BEGIN Records provided

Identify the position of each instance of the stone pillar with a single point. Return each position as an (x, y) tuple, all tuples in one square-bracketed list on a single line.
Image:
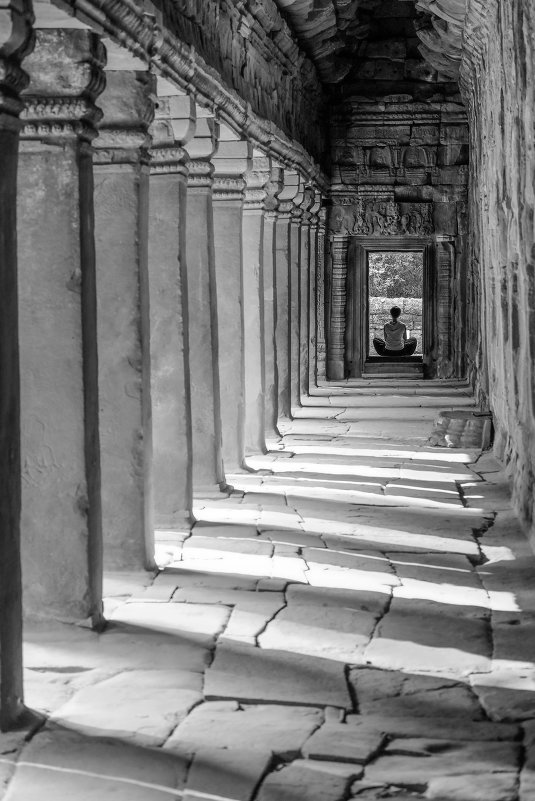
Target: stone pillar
[(322, 301), (208, 476), (61, 505), (15, 34), (231, 161), (173, 126), (121, 237), (294, 305), (306, 266), (273, 188), (253, 303), (282, 268), (313, 309)]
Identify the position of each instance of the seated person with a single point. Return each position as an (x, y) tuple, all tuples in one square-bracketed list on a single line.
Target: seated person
[(395, 342)]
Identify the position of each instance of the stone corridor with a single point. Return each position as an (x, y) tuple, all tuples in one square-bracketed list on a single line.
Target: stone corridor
[(354, 620)]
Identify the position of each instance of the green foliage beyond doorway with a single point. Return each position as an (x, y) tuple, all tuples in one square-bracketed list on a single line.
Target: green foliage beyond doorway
[(395, 275)]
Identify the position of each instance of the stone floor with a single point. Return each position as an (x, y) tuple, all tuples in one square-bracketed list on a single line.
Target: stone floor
[(355, 621)]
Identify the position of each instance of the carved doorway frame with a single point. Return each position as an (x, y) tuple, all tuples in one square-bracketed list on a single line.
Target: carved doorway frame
[(356, 305)]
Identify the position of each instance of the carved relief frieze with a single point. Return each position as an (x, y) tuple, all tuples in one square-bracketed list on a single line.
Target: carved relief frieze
[(357, 216)]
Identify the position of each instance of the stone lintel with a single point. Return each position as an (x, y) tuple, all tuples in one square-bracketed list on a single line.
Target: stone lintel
[(174, 120), (288, 193), (203, 146), (201, 150), (169, 160)]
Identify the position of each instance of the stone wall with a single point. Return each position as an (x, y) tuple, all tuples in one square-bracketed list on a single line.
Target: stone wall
[(411, 316), (241, 60), (399, 153), (498, 78)]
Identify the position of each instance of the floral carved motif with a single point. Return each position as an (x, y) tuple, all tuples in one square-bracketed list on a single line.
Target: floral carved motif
[(382, 217)]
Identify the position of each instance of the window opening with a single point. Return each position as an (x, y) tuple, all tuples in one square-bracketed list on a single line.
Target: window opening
[(395, 278)]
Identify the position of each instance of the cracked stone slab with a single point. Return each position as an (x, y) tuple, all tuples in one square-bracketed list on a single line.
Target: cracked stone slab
[(225, 774), (381, 692), (226, 548), (338, 742), (195, 622), (470, 787), (414, 762), (490, 497), (186, 578), (507, 693), (420, 636), (55, 647), (289, 567), (304, 782), (364, 600), (138, 706), (408, 530), (61, 764), (424, 492), (325, 631), (513, 637), (347, 578), (288, 537), (445, 578), (454, 729), (258, 675), (250, 617), (271, 729)]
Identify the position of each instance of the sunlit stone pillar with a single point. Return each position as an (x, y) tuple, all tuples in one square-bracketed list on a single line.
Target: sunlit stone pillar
[(208, 476), (294, 289), (257, 180), (273, 189), (15, 35), (312, 291), (121, 237), (231, 161), (174, 125), (321, 300), (61, 511), (282, 272), (305, 268)]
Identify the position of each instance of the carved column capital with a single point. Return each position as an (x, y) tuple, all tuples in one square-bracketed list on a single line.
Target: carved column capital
[(128, 110), (231, 162), (169, 160), (16, 41), (315, 209), (200, 173), (226, 187), (173, 126), (307, 204), (264, 184), (322, 221), (66, 77), (201, 149)]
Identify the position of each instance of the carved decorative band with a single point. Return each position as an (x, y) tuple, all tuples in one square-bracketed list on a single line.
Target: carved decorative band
[(169, 160), (123, 138), (254, 199), (369, 217), (59, 117), (227, 188), (200, 174), (182, 65), (121, 155)]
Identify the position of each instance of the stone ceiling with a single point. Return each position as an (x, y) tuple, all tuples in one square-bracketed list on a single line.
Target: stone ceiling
[(336, 33)]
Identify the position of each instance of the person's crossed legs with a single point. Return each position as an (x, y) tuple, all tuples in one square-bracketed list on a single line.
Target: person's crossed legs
[(408, 350)]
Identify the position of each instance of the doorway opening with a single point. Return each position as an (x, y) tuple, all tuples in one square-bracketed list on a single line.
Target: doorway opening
[(395, 278)]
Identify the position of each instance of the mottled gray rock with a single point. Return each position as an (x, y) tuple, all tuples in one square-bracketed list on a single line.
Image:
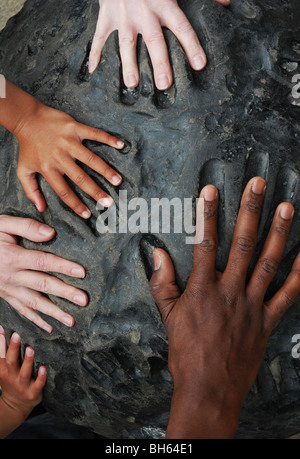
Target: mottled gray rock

END Records provided

Exercise objective: Put all of the rows above into a numbered list, leaving out blank lines and the pictures.

Worked solution:
1. Identify the position of each instance of the stone pillar with a single point. Return each position as an (x, y) tuple, all tuples in one square-bracketed list on a single line.
2. Image:
3. Target: stone pillar
4. [(322, 301), (208, 476), (61, 505), (15, 34), (231, 161), (173, 126), (121, 237), (294, 305), (306, 266), (273, 188), (253, 303), (282, 268), (313, 309)]
5. Identify the position of each instance of the seated person with a single point. Return each position as an (x, y) tuple, all tuples in one square-bracketed list on a single line.
6. Target: seated person
7. [(395, 342)]
8. Identify the position of each instance of the stone corridor with a single point. Return each position as an (x, y) tuple, all tuples in one square-bracketed list on a single line.
9. Target: stone corridor
10. [(354, 620)]
11. Identify the position of each instance of the green foliage beyond doorway with a single point. Return each position as an (x, y) tuple, all tuples in one square-bracketed list on a single line.
12. Target: green foliage beyond doorway
13. [(395, 275)]
14. Identify the position of each instance of the stone floor with a single point. Return each position as an (x, y) tuple, all tuples in one square-bracketed list on a single line.
15. Target: stone floor
16. [(355, 621)]
17. Identify the position of each instance of the carved doorway frame with a single point. Return each position as an (x, y) tuple, all tuples in one square-bracketed list on a single line.
18. Target: carved doorway frame
19. [(356, 305)]
20. Identify the position of each instance of the carved relief frieze with a single point. Return each position as an (x, y) tuple, all tuples in one square-bracketed list on a single line.
21. Target: carved relief frieze
22. [(357, 216)]
23. Identify the position of each instance of the stone lintel with a single point. Return each position as an (x, y) tuple, all tuples in one square-bracketed list on a single line.
24. Target: stone lintel
25. [(174, 120), (288, 193), (203, 146), (201, 150), (169, 160)]
26. Identify the position of each instance of the stone wall with a single point. Return each position as an (x, y) tuple, all tuples in one square-bracketed list on a single line.
27. Target: stone wall
28. [(411, 316), (241, 60), (399, 153), (498, 78)]
29. Identify the position of each instance of the floral carved motif with a single point. Return each position as an (x, y) tuple, all tuples in one square-bracketed list on a single line.
30. Target: floral carved motif
31. [(382, 217)]
32. Identify the position of each instance of the window opening with a single point. Return each position as an (x, y) tuple, all tuples in one square-bracketed list on a single line.
33. Target: window opening
34. [(395, 278)]
35. Identify the position of each instance of the cracked stone slab with a single point. Return each position as an (x, y) tuple, all tuples in one square-bracketed list on a single line.
36. Target: cracked stone slab
37. [(225, 774), (381, 692), (226, 548), (338, 742), (195, 622), (470, 787), (414, 762), (490, 497), (186, 578), (507, 693), (420, 636), (55, 647), (289, 567), (304, 782), (364, 600), (138, 706), (408, 530), (61, 764), (424, 492), (325, 631), (513, 637), (347, 578), (288, 537), (445, 578), (454, 729), (258, 675), (250, 617), (271, 729)]
38. Identify the position of each instance of the sunlit stone pillar with a single point. Return each position as an (x, y) tuple, all tuples in one square-bracketed list on a single line.
39. Target: sunlit stone pillar
40. [(208, 476), (294, 289), (257, 180), (273, 189), (15, 35), (312, 291), (121, 237), (231, 161), (174, 125), (321, 300), (61, 511), (282, 272), (305, 268)]
41. Identify the position of each instance of the carved column capital with a single point. Return each position as an (x, y) tuple, all tuples in one square-bracketed list on a single line.
42. Target: carved column capital
43. [(128, 110), (231, 162), (169, 160), (16, 41), (315, 209), (200, 173), (226, 187), (173, 126), (307, 204), (264, 184), (322, 221), (66, 77), (201, 149)]
44. Identify the position of each instance of the carved decorative band with a single point. Return each position as an (x, y) tuple, all tuples in one square-bracketed list on a single line.
45. Target: carved decorative band
46. [(169, 160), (123, 138), (254, 199), (369, 217), (59, 117), (227, 188), (200, 174), (182, 65), (121, 155)]
47. Identify the position of each instance of the stone ceiling with a single point. Return each position as an (x, y) tuple, all tuples in one square-bracketed list on a single line.
48. Target: stone ceiling
49. [(336, 33)]
50. Identify the position of each instance of the person's crossed legs with a single point. Return each position as an (x, y) tuple, all tuples in one square-bracketed list on a single line.
51. Target: person's crossed legs
52. [(408, 350)]
53. Identify the position of each instance of the doorway opening with a single point. Return each position as an (x, y) tuple, all tuples in one square-bracketed list on a single line.
54. Target: doorway opening
55. [(395, 278)]
56. Identify the position of each instance of the mottled gray rock with a single point. Return each position as an (x, y) tuple, all tuples in one square-bracketed list on a single line.
57. Image:
58. Target: mottled gray rock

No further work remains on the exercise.